▶ **Questions**:
1) Translate this sentence from the passage about dating Bachelor #5 into Spanish: "Every single time I was with him, I learned something new about him."
2) Answer these questions using the passage about dating Bachelor #5:
(a) Which film does the narrator quote about ogres and onions?
(b) What did Bachelor #5 take the narrator and the children to do for an entire day?
(c) How old was the narrator's youngest son?
3) Continue the passage about dating Bachelor #5 from its final sentence.

He played the guitar too?

I never knew that.

And in that moment it became clear to me. I was not just dating a grandpa, I was not spending time with simply a reformed Santa (thanks to his shave), and I was not just chatting with a very nice, patient, good man–I was dealing with Shrek! This man had layers. Every single time I was with him, I learned something new about him. And every time I did, it was something I liked. Quite a different experience from the dark and destructive revelations of 2009 that led to my divorce and unexpected life, when everything new thing I discovered was even worse than the revelation before it.

I was dating Shrek! I never expected that.

“Ogres are like onions…Onions have layers. Ogres have layers…You get it?” (“Shrek”)

I was beginning to.

Family Date

Not long after that, Bachelor #5 took my children and I snowmobiling for an entire day. I wondered at the wisdom of accepting his invitation. I mean, who takes four children, one of them an indescribably busy and fairly demanding four-year-old, to spend an entire day with a man friend? I did.

My four-year-old instantly liked him. He slipped his hand in Bachelor #5′s hand and hardly let go the entire day. Bachelor #5 was so kind to him and patiently rode with him on his snowmobile all day leaving me free to enjoy my other children. It was the first time since my divorce that had happened, that I’d been free to enjoy my older children without worrying about my very busy youngest son!

▶ **Excerpted data**:
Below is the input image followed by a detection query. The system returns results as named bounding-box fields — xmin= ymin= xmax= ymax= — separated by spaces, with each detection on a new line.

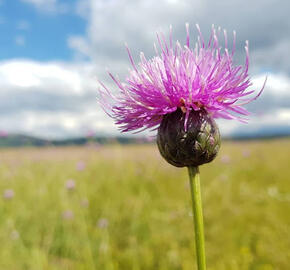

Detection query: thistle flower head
xmin=100 ymin=25 xmax=263 ymax=132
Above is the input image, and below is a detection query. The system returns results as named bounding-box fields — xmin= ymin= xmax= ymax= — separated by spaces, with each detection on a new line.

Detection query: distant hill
xmin=0 ymin=130 xmax=290 ymax=148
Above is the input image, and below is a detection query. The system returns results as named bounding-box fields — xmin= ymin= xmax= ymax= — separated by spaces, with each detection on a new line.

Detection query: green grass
xmin=0 ymin=139 xmax=290 ymax=270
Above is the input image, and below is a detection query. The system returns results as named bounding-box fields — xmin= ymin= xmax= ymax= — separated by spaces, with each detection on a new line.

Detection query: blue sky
xmin=0 ymin=0 xmax=87 ymax=61
xmin=0 ymin=0 xmax=290 ymax=138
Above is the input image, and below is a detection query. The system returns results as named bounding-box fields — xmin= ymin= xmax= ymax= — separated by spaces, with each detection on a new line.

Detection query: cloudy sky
xmin=0 ymin=0 xmax=290 ymax=138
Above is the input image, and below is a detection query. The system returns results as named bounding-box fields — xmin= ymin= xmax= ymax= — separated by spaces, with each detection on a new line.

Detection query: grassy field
xmin=0 ymin=139 xmax=290 ymax=270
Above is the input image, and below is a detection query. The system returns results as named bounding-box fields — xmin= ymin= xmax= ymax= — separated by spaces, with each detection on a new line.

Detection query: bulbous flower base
xmin=157 ymin=109 xmax=221 ymax=167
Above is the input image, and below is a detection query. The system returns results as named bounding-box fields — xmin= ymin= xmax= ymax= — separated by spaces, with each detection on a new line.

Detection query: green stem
xmin=188 ymin=167 xmax=206 ymax=270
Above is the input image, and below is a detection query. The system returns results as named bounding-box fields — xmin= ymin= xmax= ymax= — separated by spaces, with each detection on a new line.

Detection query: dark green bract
xmin=157 ymin=109 xmax=221 ymax=167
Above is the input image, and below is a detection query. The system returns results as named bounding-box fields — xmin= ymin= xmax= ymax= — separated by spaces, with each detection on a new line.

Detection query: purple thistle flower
xmin=100 ymin=24 xmax=266 ymax=132
xmin=3 ymin=189 xmax=14 ymax=200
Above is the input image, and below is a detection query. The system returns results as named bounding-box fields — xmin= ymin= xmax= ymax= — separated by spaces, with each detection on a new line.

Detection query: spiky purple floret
xmin=100 ymin=25 xmax=263 ymax=132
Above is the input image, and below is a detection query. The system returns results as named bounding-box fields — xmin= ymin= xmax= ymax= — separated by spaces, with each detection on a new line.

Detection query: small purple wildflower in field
xmin=221 ymin=155 xmax=231 ymax=164
xmin=0 ymin=130 xmax=8 ymax=138
xmin=76 ymin=161 xmax=86 ymax=171
xmin=65 ymin=179 xmax=76 ymax=191
xmin=243 ymin=149 xmax=251 ymax=158
xmin=3 ymin=189 xmax=14 ymax=200
xmin=100 ymin=25 xmax=264 ymax=132
xmin=80 ymin=198 xmax=89 ymax=208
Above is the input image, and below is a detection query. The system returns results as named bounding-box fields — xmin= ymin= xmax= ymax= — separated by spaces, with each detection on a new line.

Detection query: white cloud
xmin=15 ymin=35 xmax=26 ymax=46
xmin=0 ymin=60 xmax=117 ymax=138
xmin=0 ymin=0 xmax=290 ymax=137
xmin=21 ymin=0 xmax=69 ymax=14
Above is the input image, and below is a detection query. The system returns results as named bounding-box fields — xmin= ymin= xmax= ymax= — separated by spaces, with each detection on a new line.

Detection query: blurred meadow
xmin=0 ymin=139 xmax=290 ymax=270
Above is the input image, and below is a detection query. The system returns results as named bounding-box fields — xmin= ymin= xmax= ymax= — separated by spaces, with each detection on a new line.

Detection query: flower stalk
xmin=188 ymin=167 xmax=206 ymax=270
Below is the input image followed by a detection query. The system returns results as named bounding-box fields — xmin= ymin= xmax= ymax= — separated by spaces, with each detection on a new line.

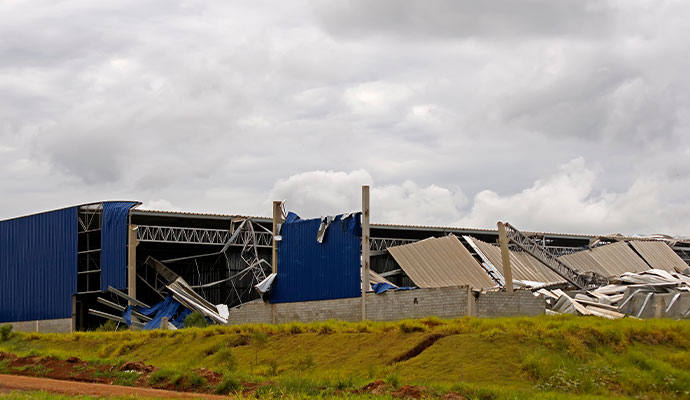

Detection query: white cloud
xmin=0 ymin=0 xmax=690 ymax=241
xmin=270 ymin=170 xmax=465 ymax=224
xmin=266 ymin=157 xmax=690 ymax=234
xmin=458 ymin=157 xmax=690 ymax=234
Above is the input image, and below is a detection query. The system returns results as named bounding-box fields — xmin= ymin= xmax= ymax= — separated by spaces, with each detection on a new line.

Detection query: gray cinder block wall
xmin=1 ymin=286 xmax=544 ymax=333
xmin=229 ymin=286 xmax=546 ymax=324
xmin=475 ymin=290 xmax=546 ymax=317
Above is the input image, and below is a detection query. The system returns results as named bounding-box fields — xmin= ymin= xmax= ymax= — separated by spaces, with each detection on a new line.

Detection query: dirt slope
xmin=0 ymin=375 xmax=228 ymax=399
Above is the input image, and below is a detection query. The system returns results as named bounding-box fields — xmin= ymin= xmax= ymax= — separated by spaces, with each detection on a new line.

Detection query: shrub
xmin=268 ymin=360 xmax=278 ymax=376
xmin=184 ymin=311 xmax=208 ymax=328
xmin=149 ymin=369 xmax=174 ymax=386
xmin=187 ymin=372 xmax=206 ymax=388
xmin=113 ymin=371 xmax=140 ymax=386
xmin=296 ymin=354 xmax=316 ymax=371
xmin=216 ymin=375 xmax=242 ymax=394
xmin=0 ymin=324 xmax=12 ymax=342
xmin=385 ymin=373 xmax=400 ymax=388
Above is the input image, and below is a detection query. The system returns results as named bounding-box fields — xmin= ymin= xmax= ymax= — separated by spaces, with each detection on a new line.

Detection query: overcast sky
xmin=0 ymin=0 xmax=690 ymax=235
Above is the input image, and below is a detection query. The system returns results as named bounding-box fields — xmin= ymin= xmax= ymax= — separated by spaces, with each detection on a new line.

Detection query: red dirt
xmin=0 ymin=352 xmax=223 ymax=392
xmin=0 ymin=375 xmax=227 ymax=399
xmin=441 ymin=392 xmax=465 ymax=400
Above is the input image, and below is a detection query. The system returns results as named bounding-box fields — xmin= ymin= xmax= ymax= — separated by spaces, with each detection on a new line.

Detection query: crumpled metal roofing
xmin=630 ymin=240 xmax=688 ymax=272
xmin=388 ymin=235 xmax=495 ymax=289
xmin=462 ymin=237 xmax=565 ymax=283
xmin=559 ymin=242 xmax=649 ymax=277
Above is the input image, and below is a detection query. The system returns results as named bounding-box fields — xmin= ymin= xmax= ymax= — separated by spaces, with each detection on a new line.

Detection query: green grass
xmin=0 ymin=316 xmax=690 ymax=399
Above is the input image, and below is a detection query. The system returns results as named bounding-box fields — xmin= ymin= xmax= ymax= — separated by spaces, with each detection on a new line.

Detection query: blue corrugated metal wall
xmin=271 ymin=213 xmax=362 ymax=303
xmin=101 ymin=201 xmax=137 ymax=290
xmin=0 ymin=207 xmax=77 ymax=322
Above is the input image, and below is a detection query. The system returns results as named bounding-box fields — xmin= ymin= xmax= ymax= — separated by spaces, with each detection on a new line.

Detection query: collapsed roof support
xmin=362 ymin=185 xmax=371 ymax=321
xmin=496 ymin=221 xmax=513 ymax=292
xmin=499 ymin=222 xmax=592 ymax=289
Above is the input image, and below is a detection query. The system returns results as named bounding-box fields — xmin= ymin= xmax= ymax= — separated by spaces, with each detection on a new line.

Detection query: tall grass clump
xmin=0 ymin=324 xmax=12 ymax=342
xmin=215 ymin=375 xmax=242 ymax=394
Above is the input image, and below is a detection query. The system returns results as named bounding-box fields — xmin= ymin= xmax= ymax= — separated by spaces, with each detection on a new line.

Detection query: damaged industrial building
xmin=0 ymin=187 xmax=690 ymax=332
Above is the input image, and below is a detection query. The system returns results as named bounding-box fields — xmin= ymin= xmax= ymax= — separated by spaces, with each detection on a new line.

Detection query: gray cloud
xmin=316 ymin=0 xmax=614 ymax=39
xmin=0 ymin=0 xmax=690 ymax=238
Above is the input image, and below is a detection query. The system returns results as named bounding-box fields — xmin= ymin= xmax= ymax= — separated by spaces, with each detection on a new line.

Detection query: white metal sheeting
xmin=468 ymin=237 xmax=565 ymax=283
xmin=388 ymin=235 xmax=494 ymax=289
xmin=630 ymin=240 xmax=688 ymax=272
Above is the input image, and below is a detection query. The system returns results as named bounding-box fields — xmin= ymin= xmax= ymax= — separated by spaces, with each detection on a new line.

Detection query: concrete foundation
xmin=229 ymin=287 xmax=546 ymax=324
xmin=5 ymin=318 xmax=72 ymax=333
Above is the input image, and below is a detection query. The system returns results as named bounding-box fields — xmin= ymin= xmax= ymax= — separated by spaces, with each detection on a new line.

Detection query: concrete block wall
xmin=229 ymin=287 xmax=546 ymax=324
xmin=275 ymin=297 xmax=362 ymax=324
xmin=474 ymin=290 xmax=546 ymax=317
xmin=0 ymin=318 xmax=72 ymax=333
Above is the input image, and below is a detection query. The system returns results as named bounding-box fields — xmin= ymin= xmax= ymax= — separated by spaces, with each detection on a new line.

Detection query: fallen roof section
xmin=559 ymin=242 xmax=649 ymax=277
xmin=630 ymin=240 xmax=688 ymax=272
xmin=467 ymin=237 xmax=565 ymax=283
xmin=388 ymin=235 xmax=495 ymax=289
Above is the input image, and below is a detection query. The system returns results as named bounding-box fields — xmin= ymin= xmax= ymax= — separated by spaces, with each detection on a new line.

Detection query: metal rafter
xmin=137 ymin=225 xmax=272 ymax=248
xmin=504 ymin=222 xmax=593 ymax=289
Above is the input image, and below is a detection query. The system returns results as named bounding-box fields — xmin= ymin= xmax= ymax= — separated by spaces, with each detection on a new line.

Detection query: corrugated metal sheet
xmin=630 ymin=240 xmax=688 ymax=272
xmin=558 ymin=250 xmax=604 ymax=275
xmin=462 ymin=238 xmax=564 ymax=283
xmin=271 ymin=213 xmax=362 ymax=303
xmin=559 ymin=242 xmax=649 ymax=277
xmin=101 ymin=201 xmax=137 ymax=290
xmin=0 ymin=207 xmax=77 ymax=322
xmin=388 ymin=235 xmax=495 ymax=289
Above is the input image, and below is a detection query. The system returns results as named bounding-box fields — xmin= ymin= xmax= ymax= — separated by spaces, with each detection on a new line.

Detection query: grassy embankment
xmin=0 ymin=316 xmax=690 ymax=399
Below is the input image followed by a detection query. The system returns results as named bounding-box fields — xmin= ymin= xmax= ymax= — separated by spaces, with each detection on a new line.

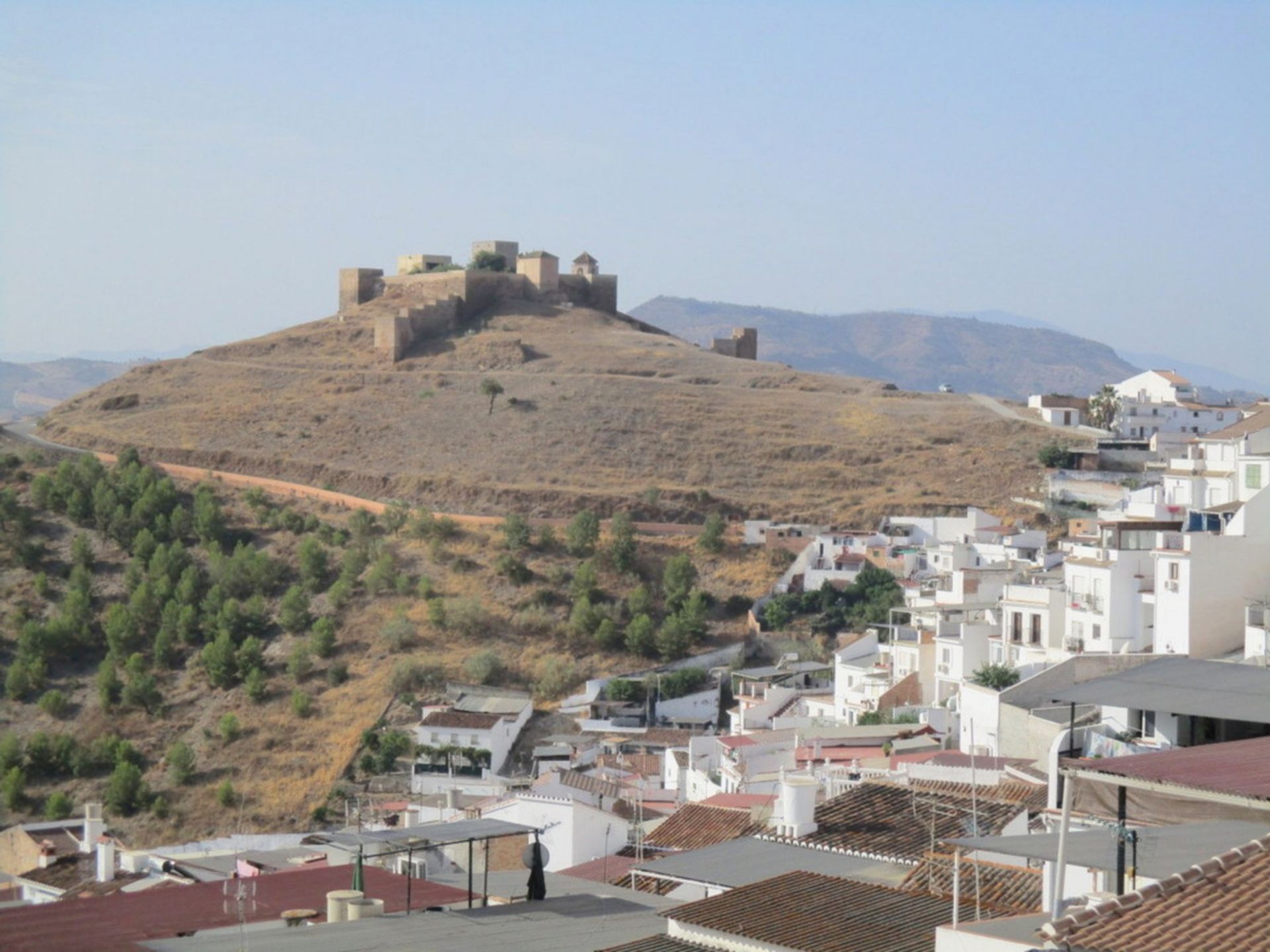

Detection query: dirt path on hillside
xmin=0 ymin=421 xmax=701 ymax=536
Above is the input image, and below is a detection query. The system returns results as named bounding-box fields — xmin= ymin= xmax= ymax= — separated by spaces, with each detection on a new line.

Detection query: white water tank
xmin=80 ymin=803 xmax=105 ymax=853
xmin=326 ymin=890 xmax=363 ymax=923
xmin=344 ymin=898 xmax=384 ymax=922
xmin=780 ymin=777 xmax=820 ymax=836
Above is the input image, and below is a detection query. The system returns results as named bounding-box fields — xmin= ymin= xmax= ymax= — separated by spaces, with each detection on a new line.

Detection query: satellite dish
xmin=521 ymin=843 xmax=551 ymax=869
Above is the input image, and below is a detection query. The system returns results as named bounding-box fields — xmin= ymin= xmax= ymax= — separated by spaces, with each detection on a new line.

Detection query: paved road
xmin=966 ymin=393 xmax=1106 ymax=436
xmin=0 ymin=420 xmax=701 ymax=536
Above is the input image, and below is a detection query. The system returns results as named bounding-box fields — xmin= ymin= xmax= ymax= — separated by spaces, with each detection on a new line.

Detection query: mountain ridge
xmin=631 ymin=296 xmax=1138 ymax=400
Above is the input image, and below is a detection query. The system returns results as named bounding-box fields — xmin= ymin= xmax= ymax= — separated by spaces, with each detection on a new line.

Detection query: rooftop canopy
xmin=947 ymin=820 xmax=1270 ymax=880
xmin=1053 ymin=658 xmax=1270 ymax=723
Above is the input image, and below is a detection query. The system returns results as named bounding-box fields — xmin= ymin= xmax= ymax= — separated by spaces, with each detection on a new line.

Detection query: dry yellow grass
xmin=0 ymin=479 xmax=776 ymax=846
xmin=44 ymin=302 xmax=1046 ymax=522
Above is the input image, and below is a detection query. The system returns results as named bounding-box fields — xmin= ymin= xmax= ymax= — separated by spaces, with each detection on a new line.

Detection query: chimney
xmin=80 ymin=803 xmax=105 ymax=853
xmin=97 ymin=836 xmax=114 ymax=882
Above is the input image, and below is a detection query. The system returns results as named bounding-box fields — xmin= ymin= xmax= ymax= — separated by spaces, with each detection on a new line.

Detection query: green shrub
xmin=446 ymin=595 xmax=489 ymax=639
xmin=697 ymin=513 xmax=728 ymax=555
xmin=167 ymin=740 xmax=196 ymax=787
xmin=278 ymin=585 xmax=312 ymax=633
xmin=533 ymin=658 xmax=575 ymax=699
xmin=464 ymin=649 xmax=504 ymax=684
xmin=291 ymin=688 xmax=314 ymax=717
xmin=605 ymin=678 xmax=646 ymax=703
xmin=0 ymin=767 xmax=26 ymax=811
xmin=44 ymin=789 xmax=75 ymax=820
xmin=380 ymin=612 xmax=419 ymax=651
xmin=565 ymin=509 xmax=599 ymax=557
xmin=626 ymin=614 xmax=657 ymax=658
xmin=216 ymin=779 xmax=237 ymax=810
xmin=658 ymin=668 xmax=708 ymax=699
xmin=500 ymin=513 xmax=533 ymax=552
xmin=243 ymin=668 xmax=269 ymax=705
xmin=287 ymin=643 xmax=314 ymax=684
xmin=309 ymin=614 xmax=335 ymax=658
xmin=216 ymin=715 xmax=238 ymax=744
xmin=104 ymin=760 xmax=148 ymax=816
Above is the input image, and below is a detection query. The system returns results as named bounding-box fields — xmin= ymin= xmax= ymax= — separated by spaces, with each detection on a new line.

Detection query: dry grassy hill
xmin=0 ymin=454 xmax=784 ymax=846
xmin=42 ymin=298 xmax=1046 ymax=519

▶ **Your written answers**:
1) Cada vez que estaba con él, aprendía algo nuevo sobre él.

2)
(a) "Shrek"
(b) Snowmobiling
(c) Four years old

3)
One by one, throughout the day, my children each came to me on their own to share their opinion of Bachelor #5, despite the fact I hadn’t asked for it. My oldest said, “I really like this guy, mom. He is cool and he is nice. He just seems so familiar. I’m trying to figure out where I’ve met him before.”

My daughter offered, “Mom. He is a nice man. He’s funny. But I’m sure I’ve seen him before, I just can’t remember where.”

My middle son asked, “Mom? Are you going to marry this man?” I replied, “Heavens no! He’s just a nice man who is taking us snowmobiling.” He then observed, “He is really nice, you should marry him.”

The ride home was especially entertaining. While Bachelor #5 and his son rode in one vehicle, Bachelor #5′s friend, who had been our guide through the mountains all day, drove my children and I in another vehicle–and he put the sales pitch on for Bachelor #5 the entire ride home! I thought, “Bachelor #5 would just die if he knew what his friend was doing!” He wasn’t exactly subtle. He told me Bachelor #5 was one of the finest men he had ever known, that a woman would have to be a fool to let him go, he had no idea why Bachelor #5 was still single, and didn’t I love Bachelor #5′s music?

I replied, “He is a good singer.”

The man asked, “No, his CDs. What do you think of those?” I didn’t know anything about any CDs. So the man played them for us all the way home!

And can you believe it? After spending 8 hours with my children and I all day, later that night Bachelor #5 and I went to dinner and a movie, just us, no children. I shared how entertaining it was that his friend was putting in a good word for him all the way home! Bachelor #5 laughed and said, “That is what he did to me all day. He kept asking, ‘Where in the world did you find such a great woman with such a nice family?’”

And I thought all we’d done that day was snowmobile! Who knew Cupid wasn’t a chubby toddler in a diaper but a very nice older man, a grandfather, in snowmobile gear?

When Bachelor #5 took me home that night, he talked about the fun day we’d had and things he wanted to take my children and I to do…five months from then. I laughed and said, “Hold on! That is a LONG way away! You’re going to be totally sick of me AND the Merriman family by then!”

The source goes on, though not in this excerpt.